= Directions =
Rewrite the lines from the one containing "of the mailbox" through the last line, replacing "exact region" with "precise area" and keeping everything else unchanged.

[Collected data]
◇ ◇ ◇ ◇ ◇ ◇ ◇

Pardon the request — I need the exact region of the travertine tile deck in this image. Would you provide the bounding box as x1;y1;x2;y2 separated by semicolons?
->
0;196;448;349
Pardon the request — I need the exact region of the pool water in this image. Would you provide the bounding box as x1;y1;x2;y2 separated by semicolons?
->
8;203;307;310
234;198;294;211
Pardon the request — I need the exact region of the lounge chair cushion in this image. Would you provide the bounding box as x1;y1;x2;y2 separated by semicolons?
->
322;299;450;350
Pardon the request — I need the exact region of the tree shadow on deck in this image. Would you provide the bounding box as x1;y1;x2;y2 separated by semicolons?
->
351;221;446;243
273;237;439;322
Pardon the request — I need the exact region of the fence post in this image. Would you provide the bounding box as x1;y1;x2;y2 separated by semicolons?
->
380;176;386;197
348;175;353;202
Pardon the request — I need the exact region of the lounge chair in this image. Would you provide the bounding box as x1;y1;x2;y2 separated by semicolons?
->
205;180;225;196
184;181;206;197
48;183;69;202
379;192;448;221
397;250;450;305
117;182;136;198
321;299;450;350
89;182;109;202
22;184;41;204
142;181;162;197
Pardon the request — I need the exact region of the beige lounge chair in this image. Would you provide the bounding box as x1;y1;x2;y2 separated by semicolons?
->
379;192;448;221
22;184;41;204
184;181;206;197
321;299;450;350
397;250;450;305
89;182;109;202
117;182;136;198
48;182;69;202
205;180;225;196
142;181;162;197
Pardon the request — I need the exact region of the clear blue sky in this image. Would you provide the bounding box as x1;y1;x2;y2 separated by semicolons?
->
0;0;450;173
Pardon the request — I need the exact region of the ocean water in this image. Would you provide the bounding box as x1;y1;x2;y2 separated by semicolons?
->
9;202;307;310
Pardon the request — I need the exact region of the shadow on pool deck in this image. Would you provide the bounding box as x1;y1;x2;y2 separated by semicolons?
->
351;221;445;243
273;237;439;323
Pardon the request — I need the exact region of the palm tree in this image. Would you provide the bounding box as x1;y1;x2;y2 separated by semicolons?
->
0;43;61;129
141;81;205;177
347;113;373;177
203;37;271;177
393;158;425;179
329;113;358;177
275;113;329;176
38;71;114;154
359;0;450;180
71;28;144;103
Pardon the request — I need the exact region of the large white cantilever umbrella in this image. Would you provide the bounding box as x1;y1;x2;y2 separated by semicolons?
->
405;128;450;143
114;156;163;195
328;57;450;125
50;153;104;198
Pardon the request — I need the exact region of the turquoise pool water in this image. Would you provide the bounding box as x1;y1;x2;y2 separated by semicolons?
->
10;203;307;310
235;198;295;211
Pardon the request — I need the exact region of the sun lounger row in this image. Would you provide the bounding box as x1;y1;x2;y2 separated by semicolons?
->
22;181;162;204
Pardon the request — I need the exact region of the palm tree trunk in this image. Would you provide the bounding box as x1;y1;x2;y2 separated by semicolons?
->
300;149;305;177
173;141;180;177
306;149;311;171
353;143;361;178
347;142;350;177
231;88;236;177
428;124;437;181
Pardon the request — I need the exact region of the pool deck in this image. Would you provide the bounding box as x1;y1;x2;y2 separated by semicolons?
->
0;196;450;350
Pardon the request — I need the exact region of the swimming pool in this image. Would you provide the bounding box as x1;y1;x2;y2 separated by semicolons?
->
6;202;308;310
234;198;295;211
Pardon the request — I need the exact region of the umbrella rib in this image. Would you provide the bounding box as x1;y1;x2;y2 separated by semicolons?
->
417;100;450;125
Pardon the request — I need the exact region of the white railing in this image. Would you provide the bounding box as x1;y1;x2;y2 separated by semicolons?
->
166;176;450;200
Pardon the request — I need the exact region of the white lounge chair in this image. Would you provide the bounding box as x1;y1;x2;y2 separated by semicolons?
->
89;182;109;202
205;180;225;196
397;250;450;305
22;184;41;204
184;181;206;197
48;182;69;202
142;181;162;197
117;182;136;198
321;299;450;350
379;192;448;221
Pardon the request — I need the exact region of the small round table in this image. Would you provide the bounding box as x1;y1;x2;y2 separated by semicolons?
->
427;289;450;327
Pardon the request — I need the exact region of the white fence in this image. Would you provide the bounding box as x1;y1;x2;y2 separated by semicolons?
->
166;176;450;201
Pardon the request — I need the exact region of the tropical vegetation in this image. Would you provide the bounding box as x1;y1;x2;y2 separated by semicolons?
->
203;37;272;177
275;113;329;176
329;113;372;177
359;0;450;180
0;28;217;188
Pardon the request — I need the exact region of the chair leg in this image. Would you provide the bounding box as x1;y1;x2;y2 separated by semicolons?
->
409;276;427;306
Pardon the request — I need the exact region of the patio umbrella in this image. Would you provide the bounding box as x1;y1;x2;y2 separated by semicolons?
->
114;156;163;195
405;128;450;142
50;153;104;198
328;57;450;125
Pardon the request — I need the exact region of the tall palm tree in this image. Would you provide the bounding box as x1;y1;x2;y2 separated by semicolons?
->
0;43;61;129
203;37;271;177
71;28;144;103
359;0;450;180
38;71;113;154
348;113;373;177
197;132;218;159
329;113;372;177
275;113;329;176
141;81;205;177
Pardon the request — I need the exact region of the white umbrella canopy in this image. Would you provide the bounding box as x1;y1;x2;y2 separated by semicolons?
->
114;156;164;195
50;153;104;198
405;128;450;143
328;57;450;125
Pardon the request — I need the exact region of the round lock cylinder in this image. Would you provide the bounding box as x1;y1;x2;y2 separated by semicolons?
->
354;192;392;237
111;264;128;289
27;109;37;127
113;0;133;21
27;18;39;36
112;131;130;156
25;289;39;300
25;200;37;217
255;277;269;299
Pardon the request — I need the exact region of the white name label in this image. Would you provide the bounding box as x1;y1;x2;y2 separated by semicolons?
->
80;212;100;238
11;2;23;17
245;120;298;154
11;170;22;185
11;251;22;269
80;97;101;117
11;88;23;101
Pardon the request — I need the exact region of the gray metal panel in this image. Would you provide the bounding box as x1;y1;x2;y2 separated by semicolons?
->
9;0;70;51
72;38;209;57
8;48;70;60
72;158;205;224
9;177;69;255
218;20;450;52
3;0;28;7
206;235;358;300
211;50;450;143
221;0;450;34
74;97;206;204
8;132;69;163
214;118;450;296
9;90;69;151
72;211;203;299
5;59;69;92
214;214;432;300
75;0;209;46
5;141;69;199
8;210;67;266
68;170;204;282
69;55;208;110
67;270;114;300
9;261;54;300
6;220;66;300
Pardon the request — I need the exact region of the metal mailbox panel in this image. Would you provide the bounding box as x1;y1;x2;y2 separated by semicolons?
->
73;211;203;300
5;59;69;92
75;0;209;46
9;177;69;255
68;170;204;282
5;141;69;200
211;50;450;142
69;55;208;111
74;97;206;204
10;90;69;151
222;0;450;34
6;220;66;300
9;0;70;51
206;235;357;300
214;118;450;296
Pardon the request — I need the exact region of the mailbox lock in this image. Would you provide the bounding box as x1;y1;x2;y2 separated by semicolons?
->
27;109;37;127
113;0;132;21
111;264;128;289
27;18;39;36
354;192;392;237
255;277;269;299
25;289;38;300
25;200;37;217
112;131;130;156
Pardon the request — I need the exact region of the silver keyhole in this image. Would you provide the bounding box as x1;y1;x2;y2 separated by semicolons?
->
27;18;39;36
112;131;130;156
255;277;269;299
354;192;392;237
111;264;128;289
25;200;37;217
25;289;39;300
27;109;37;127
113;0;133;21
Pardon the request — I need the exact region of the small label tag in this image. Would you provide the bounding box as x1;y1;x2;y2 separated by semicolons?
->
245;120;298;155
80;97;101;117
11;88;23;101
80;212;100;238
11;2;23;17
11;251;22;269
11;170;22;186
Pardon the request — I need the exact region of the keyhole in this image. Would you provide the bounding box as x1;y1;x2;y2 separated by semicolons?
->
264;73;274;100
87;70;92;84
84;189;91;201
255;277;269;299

◇ ◇ ◇ ◇ ◇ ◇ ◇

= Worked solution =
Pardon the request — I need the precise area of the mailbox lock in this image. Would you provide the bounding box as x1;y1;x2;y2 separated by semicolons?
->
27;109;37;127
113;0;132;21
111;264;128;289
27;18;39;36
354;192;392;237
255;277;269;299
25;289;38;300
25;200;37;217
112;131;130;156
Pardon the request — I need the precise area of the silver keyhole in this image. Would you provide the bounding box as x1;y1;x2;y2 separated by semicolons?
->
27;18;39;36
112;131;130;156
255;277;269;299
354;192;392;237
111;264;128;289
25;200;37;217
25;289;39;300
27;109;37;127
113;0;133;21
Pardon the request — I need the precise area of the small label tag in this image. Would you provide the bounding box as x1;y1;x2;y2 separated by semicolons?
->
245;120;298;155
80;97;101;117
11;88;23;101
80;212;100;238
11;2;23;17
11;251;22;269
11;170;22;186
Pardon the request — I need the precise area of the keyhole in this image. Would you provide the bounding box as x1;y1;x2;y2 separated by semicolons?
->
264;73;274;100
87;70;92;84
84;189;91;201
255;277;269;299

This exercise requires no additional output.